* Task statement *
Each entry below needs to be reproduced exactly as given.

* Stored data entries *
══════════════════════════════

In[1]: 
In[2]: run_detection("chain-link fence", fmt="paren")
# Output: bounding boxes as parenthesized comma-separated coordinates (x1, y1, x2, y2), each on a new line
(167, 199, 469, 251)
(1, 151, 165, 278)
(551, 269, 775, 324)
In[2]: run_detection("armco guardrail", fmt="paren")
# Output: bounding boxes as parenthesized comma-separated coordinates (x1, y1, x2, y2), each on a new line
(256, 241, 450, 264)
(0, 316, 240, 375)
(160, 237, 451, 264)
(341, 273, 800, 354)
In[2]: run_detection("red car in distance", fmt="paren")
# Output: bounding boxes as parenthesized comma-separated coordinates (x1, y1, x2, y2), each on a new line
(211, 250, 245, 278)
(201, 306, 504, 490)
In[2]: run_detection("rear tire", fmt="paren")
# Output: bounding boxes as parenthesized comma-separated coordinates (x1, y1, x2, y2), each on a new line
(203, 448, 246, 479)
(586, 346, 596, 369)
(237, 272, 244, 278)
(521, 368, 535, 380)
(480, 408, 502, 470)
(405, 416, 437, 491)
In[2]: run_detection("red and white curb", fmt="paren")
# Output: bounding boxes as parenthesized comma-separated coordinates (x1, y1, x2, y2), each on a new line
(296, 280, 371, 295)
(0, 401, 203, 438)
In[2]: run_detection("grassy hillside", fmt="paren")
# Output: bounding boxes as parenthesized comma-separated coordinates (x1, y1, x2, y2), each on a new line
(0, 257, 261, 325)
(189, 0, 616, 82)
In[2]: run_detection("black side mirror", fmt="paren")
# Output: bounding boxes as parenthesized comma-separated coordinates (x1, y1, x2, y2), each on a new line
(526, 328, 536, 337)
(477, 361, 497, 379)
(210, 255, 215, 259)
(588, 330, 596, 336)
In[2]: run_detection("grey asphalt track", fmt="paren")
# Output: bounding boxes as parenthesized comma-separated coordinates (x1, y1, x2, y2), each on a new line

══════════════════════════════

* Solution to this task *
In[1]: 
In[2]: run_detection("chain-link fence", fmt="paren")
# Output: bounding boxes as parenthesized comma-separated coordinates (x1, y1, x2, y2), each on a new line
(167, 199, 469, 251)
(1, 151, 165, 278)
(551, 269, 775, 324)
In[2]: run_detection("armco guardrail", fmt="paren")
# Output: bounding boxes as parenthesized comma-separated coordinates (x1, y1, x2, y2), each on a new line
(256, 241, 450, 264)
(0, 316, 240, 375)
(160, 237, 451, 264)
(341, 273, 800, 354)
In[2]: run_detection("red car in distance", fmt="paren")
# Output: bounding boxes as parenthesized comma-separated coordinates (x1, y1, x2, y2), each on a new line
(211, 250, 245, 278)
(201, 306, 504, 490)
In[2]: run_detection("rear tire", fmt="paren")
# Output: bounding boxes as parenthesized comma-separated coordinates (x1, y1, x2, y2), each on a new line
(203, 448, 246, 479)
(586, 346, 596, 369)
(237, 272, 244, 278)
(521, 368, 535, 380)
(480, 408, 502, 470)
(405, 416, 437, 491)
In[2]: run_detection("red and white curb", fmt="paren")
# Output: bounding boxes as parenthesized comma-separated coordinates (x1, y1, x2, y2), each on a new line
(296, 280, 371, 295)
(0, 401, 203, 438)
In[2]: run_detection("grassy hillside", fmt="paren")
# Output: bounding boxes as parenthesized comma-separated coordinates (x1, y1, x2, y2), each on a new line
(0, 257, 261, 325)
(189, 0, 616, 82)
In[2]: run_detection("black side mirror", fmt="paren")
# Output: bounding boxes as parenthesized comma-separated coordinates (x1, y1, x2, y2), each on a new line
(526, 328, 536, 337)
(477, 361, 497, 379)
(210, 255, 215, 259)
(588, 330, 596, 336)
In[2]: run_detection("grey asphalt track", fmt="paren")
# Output: bounding boxes as parenthesized comma-separated coordinates (x1, y1, x2, y2), each on a new line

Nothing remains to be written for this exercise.